SÉRIE D'EXERCICES:
- A) D'après le texte sur les processus hydrodynamiques, quelles grandeurs et quelles unités figurent en ordonnée et en abscisse du diagramme d'Hjulström ?
- B) Poursuivez le texte sur les processus hydrodynamiques à partir de sa dernière phrase.

------ TEXTE FOURNI ------

2.1.1. Processus Hydrodynamiques
Les écoulements hydrauliques sont, soit canalisés pour les cours d'eau en milieu continental ou dans les estuaires, soit sous forme de courant en milieu marin ou lacustre. Ils participent, notamment par le ruissellement, au démantèlement des roches mères et à la mise à disposition des éléments détritiques. Mais leur action la plus notable se situe au niveau du transport et du dépôt des éléments. Le transport d'une particule, le long du trajet qui va la conduire au bassin de sédimentation, n'est pas un phénomène continu et régulier. Il se fait par paliers ou cycles comprenant (1) une mise en mouvement de la particule ou érosion, (2) un transport par roulement ou traction sur le fond, saltation (succession de sauts) ou suspension dans la masse d'eau, (3) un arrêt du transport avec dépôt momentané de la particule sur le fond. Ces trois phases dépendent de trois paramètres :
- le type d'écoulement (laminaire ou turbulent),
- la vitesse du courant,
- la taille de la particule (éventuellement sa forme).
De nombreux travaux expérimentaux, notamment en canal, ont été effectués afin de mieux appréhender le comportement hydrodynamique des particules solides dans un courant. Les plus connus sont ceux de HJULSTROM dont le diagramme ci-dessous montre le rapport entre la vitesse V de l'écoulement et le diamètre D des particules. Ce diagramme d'équilibre détermine trois domaines : érosion, transport et sédimentation.
Le diagramme d'Hjulström comprend des coordonnées logarithmiques, avec, en ordonnée, les vitesses de courant (en cm/s) et, en abscisse, la taille des particules (en mm). On distingue les trois domaines d'équilibre suivants :
- érosion + transport : la vitesse de courant est suffisamment élevée pour provoquer la mobilisation des particules déposées sur le fond (érosion) et les maintenir en mouvement (transport),
- transport : la vitesse est moindre, mais les particules peuvent être maintenues en mouvement alors que celles qui se déposent sur le fond ne peuvent être remises en mouvement (l'énergie nécessaire à l'arrachage des particules est supérieure à celle qui les maintient en mouvement parce qu'il faut vaincre les forces interfaciales),
- sédimentation : si la vitesse diminue pour une taille de particule donnée, celle-ci se dépose.
Les limites de domaines hydrodynamiques
Plusieurs remarques peuvent être faites sur les limites de domaine et le comportement hydrodynamique des particules.

------ DONNÉES FOURNIES ------

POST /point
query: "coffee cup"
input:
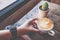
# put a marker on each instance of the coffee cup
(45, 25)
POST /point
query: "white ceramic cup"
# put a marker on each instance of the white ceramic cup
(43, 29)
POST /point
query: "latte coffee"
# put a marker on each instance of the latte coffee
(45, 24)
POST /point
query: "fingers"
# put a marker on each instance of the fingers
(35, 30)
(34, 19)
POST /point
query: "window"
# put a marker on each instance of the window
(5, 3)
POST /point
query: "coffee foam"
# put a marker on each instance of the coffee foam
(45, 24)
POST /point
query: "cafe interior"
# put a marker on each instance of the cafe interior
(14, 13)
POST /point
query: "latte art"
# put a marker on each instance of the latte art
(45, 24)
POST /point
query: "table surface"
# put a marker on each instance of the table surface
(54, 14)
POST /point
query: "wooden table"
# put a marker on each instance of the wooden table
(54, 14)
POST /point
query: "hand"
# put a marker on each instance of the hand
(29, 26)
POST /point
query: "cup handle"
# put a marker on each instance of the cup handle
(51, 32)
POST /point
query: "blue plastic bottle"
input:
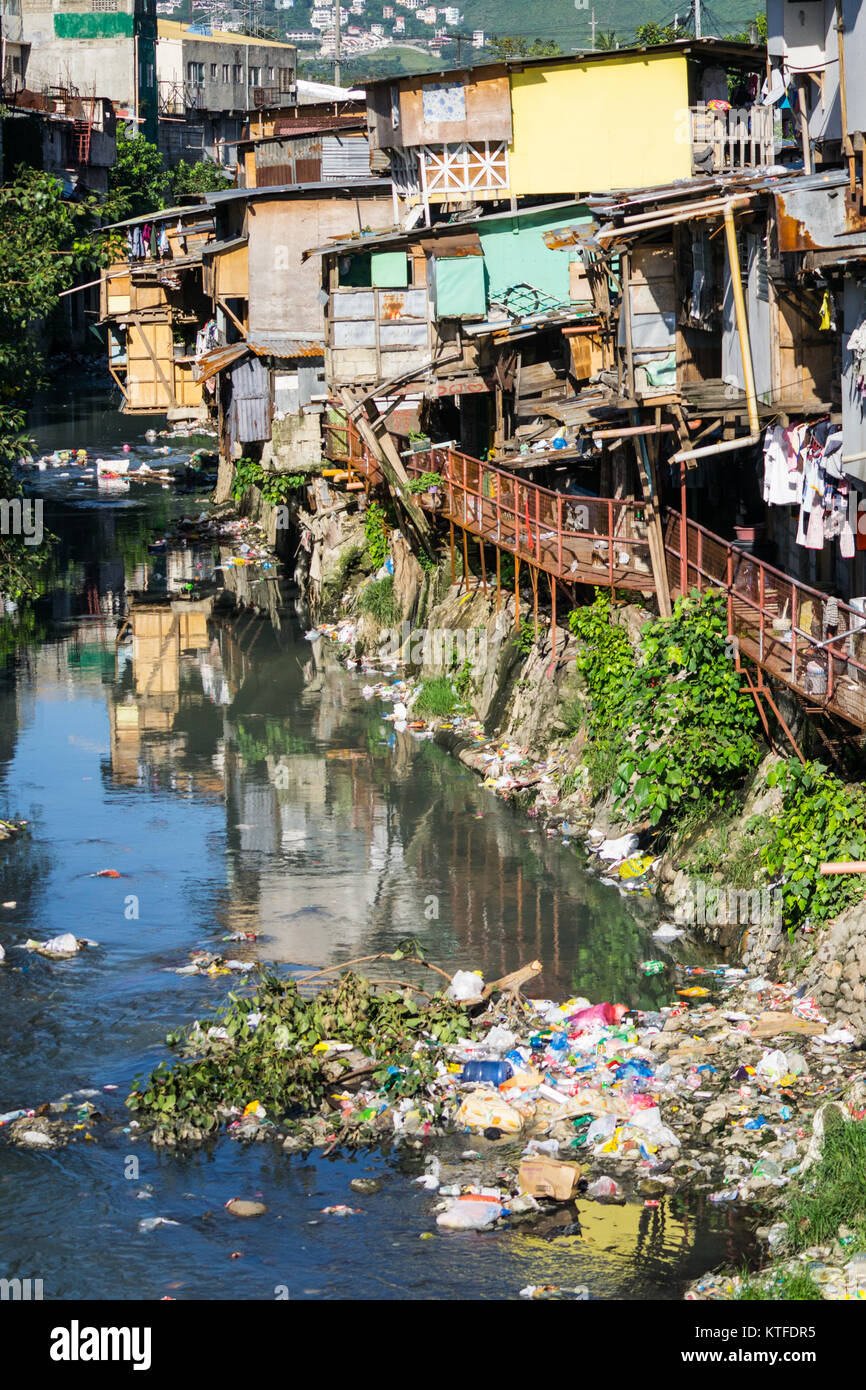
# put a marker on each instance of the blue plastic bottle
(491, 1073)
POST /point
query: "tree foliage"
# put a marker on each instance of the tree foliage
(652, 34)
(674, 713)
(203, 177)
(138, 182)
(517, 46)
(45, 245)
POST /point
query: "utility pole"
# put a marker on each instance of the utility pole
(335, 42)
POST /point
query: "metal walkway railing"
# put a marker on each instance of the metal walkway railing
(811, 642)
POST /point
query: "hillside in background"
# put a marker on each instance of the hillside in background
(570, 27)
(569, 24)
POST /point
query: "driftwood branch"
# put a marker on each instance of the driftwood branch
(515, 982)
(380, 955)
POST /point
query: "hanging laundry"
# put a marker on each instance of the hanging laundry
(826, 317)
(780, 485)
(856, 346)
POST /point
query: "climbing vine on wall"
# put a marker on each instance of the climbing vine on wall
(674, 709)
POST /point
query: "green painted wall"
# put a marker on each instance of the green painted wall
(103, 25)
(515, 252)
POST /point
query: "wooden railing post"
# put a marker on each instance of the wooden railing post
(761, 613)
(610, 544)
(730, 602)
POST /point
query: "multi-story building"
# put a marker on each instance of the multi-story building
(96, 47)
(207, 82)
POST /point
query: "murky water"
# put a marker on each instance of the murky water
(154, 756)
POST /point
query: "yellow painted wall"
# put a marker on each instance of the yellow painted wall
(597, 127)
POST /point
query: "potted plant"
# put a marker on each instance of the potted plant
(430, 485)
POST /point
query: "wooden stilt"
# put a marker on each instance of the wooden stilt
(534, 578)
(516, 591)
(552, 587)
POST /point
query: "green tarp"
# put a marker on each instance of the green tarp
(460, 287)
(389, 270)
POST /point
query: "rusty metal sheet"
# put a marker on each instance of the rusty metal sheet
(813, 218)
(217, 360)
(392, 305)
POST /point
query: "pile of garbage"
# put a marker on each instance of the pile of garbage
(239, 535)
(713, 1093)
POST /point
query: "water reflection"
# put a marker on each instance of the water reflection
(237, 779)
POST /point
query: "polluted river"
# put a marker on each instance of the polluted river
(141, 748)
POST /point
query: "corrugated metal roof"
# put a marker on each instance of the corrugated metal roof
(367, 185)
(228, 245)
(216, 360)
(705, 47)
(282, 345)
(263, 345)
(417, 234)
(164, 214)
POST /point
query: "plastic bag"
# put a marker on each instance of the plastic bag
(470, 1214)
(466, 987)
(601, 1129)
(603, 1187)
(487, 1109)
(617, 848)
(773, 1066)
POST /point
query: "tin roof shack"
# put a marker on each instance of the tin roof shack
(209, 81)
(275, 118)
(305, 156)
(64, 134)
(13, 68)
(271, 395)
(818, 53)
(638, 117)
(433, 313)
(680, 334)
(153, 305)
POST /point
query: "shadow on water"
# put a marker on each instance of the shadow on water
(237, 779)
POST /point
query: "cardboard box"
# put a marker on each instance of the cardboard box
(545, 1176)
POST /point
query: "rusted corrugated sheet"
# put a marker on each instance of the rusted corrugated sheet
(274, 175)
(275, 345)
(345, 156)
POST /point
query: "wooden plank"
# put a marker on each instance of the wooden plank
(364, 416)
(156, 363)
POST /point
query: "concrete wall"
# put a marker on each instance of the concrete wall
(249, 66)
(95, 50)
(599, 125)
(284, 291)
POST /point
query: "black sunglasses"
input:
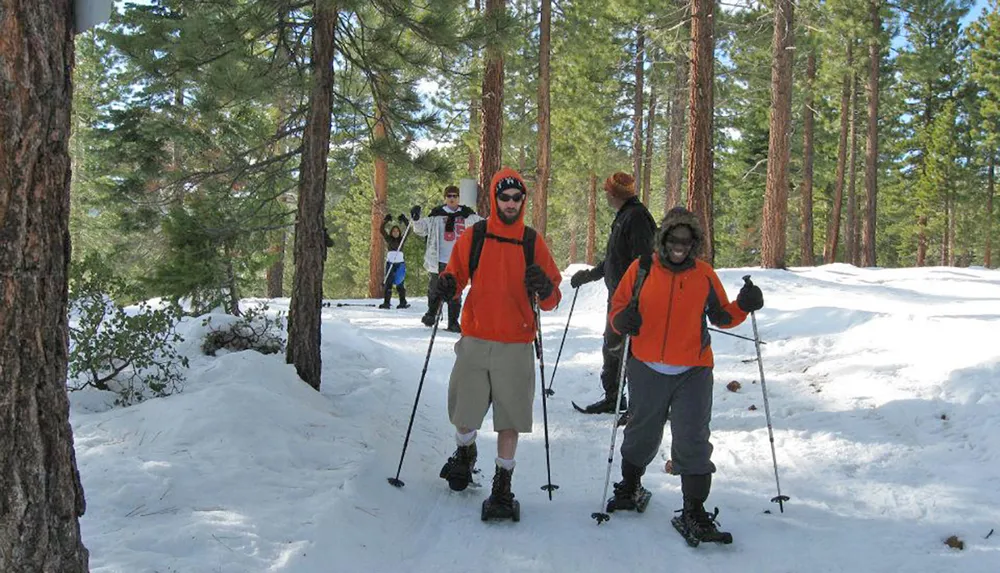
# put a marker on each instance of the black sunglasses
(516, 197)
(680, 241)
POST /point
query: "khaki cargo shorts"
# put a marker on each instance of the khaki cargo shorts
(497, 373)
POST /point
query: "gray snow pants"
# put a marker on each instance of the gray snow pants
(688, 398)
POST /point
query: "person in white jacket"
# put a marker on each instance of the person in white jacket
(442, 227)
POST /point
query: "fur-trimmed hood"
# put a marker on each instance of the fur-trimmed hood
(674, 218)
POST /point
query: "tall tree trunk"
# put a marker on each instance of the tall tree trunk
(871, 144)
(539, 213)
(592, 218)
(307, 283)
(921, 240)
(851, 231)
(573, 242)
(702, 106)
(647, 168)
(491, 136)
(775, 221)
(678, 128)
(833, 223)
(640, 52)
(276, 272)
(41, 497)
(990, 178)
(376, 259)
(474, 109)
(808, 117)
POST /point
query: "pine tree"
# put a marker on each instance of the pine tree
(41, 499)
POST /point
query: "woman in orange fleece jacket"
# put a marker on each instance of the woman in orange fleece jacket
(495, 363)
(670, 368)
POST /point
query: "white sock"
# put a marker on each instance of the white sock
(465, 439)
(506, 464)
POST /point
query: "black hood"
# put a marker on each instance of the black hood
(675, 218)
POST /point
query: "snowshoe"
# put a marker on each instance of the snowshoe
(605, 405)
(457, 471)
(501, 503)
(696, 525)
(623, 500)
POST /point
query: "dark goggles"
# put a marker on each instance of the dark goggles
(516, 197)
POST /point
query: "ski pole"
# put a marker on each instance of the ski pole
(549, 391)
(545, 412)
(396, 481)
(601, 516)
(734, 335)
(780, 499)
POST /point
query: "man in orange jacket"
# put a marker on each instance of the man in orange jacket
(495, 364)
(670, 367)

------

RÉPONSES AUX EXERCICES:
- A) En ordonnée figurent les vitesses de courant, en cm/s, et en abscisse la taille des particules, en mm.

- B)
Les limites entre les domaines sont doubles, ce sont des surfaces limites. On constate que celle relative à la limite entre érosion+transport et transport est plus large et qu'elle s'évase vers les particules les plus fines. Ceci est probablement dû au fait que l'érosion est un phénomène complexe et que cette complexité augmente avec les particules les plus fines.
La limite entre érosion+transport et transport montre que le diamètre des grains érodés diminue en même temps que la vitesse jusqu'à un diamètre de 0,2 mm (200 µm), ce qui semble logique. Puis, la vitesse nécessaire à l'érosion augmente, bien que le diamètre diminue. Ainsi, on constate que l'érosion d'une particule de 5 µm de diamètre (argile) nécessite une vitesse de 50 cm/s équivalente à celle qui met en mouvement des graviers de 10 mm de diamètre !
Pourquoi cette disposition qui paraît aberrante ? Ceci est dû au fait les conditions d'équilibre d'une particule déposée ne dépendent pas que de la masse (donc du diamètre), mais il intervient également les forces de liaison intergranulaire ou interfaciale.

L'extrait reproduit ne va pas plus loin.